I watched Matilda last night and it made me burst into tears. Utterly. I hate admitting that; I'm not a person who likes crying in public. Admitting it publically is only one step removed from that, you know.

It was at the end of the movie that I cried, the happily ever after part. Matilda's parents (who could never understand her) signed her adoption papers so that Miss Honey can look after her instead, and the two could finally have a loving family. There's this sunlit montage of scenes of Matilda and Miss Honey having tea parties with dolls out on the lawn and turning cartwheels, and Danny DeVito (who did the voiceover narration) says something like "and from that day on, she finally had fun."

I remember reading James and the Giant Peach in grade school, and it was like a door being opened in my head, out into the unknown. With this Roald Dahl story, it was more like another door back into something remembered. It wasn't the happy ending I cried about. There are no real happy endings in life; there's only one ending, really, and who knows what it's like? I don't say that to be morbid, and I don't see it as a negative thing-- I don't really want endings-- I want chapters to close and new ones to begin.

It was definitely the fun I was crying about. And not that my life is totally devoid of fun. It's not a depressing, meaningless hole. It's more like being stuck in the waiting room. Any waiting room. And it doesn't matter whether or not the waiting room has good magazines or people to talk to, a tv or popcorn or a pinball machine-- or whether it's a good thing or a bad thing that you're waiting for-- it's still the waiting room. It will never be as fun or interesting or fulfilling as what comes after the waiting room. So I sit and wait and fill out forms.

## Task A
Please return the Matilda passage word for word, from "It was definitely" up to and including "fill out forms.".
The Matilda passage and the rows that come next have nothing to do with each other.

(Entries for labeling object positions)
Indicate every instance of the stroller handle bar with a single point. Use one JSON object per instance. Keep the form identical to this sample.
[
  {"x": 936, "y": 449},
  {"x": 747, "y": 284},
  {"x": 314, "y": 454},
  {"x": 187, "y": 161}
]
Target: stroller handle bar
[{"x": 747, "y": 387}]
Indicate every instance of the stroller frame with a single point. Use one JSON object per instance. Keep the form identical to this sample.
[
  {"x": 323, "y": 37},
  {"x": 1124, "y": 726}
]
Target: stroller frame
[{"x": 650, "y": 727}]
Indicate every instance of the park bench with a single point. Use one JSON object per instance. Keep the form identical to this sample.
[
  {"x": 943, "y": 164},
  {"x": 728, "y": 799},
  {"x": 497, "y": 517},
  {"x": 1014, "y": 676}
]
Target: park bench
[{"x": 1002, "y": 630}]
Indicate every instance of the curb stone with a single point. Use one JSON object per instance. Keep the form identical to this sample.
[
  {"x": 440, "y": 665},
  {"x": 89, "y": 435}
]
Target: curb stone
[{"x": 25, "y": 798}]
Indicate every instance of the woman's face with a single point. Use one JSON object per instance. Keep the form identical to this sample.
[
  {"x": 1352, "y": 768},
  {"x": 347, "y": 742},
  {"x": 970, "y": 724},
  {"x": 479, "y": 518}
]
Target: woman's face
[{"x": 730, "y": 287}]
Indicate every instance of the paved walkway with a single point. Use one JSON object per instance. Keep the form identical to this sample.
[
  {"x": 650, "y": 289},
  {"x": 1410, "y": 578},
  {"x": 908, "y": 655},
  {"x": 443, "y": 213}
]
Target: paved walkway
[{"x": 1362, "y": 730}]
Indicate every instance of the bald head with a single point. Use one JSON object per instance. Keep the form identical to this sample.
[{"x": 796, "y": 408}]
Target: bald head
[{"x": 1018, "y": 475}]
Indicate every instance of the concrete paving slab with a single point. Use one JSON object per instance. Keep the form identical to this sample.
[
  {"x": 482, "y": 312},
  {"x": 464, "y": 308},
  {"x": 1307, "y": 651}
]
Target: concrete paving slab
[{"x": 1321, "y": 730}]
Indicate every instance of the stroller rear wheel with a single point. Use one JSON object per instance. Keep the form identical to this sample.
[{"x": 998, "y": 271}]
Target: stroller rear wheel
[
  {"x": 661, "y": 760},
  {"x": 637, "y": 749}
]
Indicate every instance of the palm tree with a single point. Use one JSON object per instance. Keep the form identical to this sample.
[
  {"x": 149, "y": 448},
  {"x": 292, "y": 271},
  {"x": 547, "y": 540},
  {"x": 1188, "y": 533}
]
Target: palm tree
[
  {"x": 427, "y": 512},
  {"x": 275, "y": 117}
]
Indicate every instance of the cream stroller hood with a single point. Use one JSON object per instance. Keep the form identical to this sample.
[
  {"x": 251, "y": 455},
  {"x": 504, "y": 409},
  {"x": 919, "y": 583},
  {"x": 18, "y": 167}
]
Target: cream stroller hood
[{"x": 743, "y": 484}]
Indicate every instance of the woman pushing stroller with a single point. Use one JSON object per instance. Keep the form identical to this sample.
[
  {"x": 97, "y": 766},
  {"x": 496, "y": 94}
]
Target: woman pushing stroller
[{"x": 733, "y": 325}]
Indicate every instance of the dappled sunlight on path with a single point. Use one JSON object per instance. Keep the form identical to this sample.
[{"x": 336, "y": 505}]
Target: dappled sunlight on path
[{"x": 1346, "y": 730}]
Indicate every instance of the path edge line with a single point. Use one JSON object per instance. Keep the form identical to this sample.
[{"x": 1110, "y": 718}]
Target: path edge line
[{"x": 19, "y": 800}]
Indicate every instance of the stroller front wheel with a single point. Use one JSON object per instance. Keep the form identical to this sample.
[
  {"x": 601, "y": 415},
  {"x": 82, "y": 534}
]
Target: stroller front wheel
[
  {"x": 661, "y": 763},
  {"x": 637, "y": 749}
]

## Task B
Give the number of lines in the rows that contain the string "head", counting only matches in the same case. Reply with the number alone.

## Correct result A
It was definitely the fun I was crying about. And not that my life is totally devoid of fun. It's not a depressing, meaningless hole. It's more like being stuck in the waiting room. Any waiting room. And it doesn't matter whether or not the waiting room has good magazines or people to talk to, a tv or popcorn or a pinball machine-- or whether it's a good thing or a bad thing that you're waiting for-- it's still the waiting room. It will never be as fun or interesting or fulfilling as what comes after the waiting room. So I sit and wait and fill out forms.

## Correct result B
2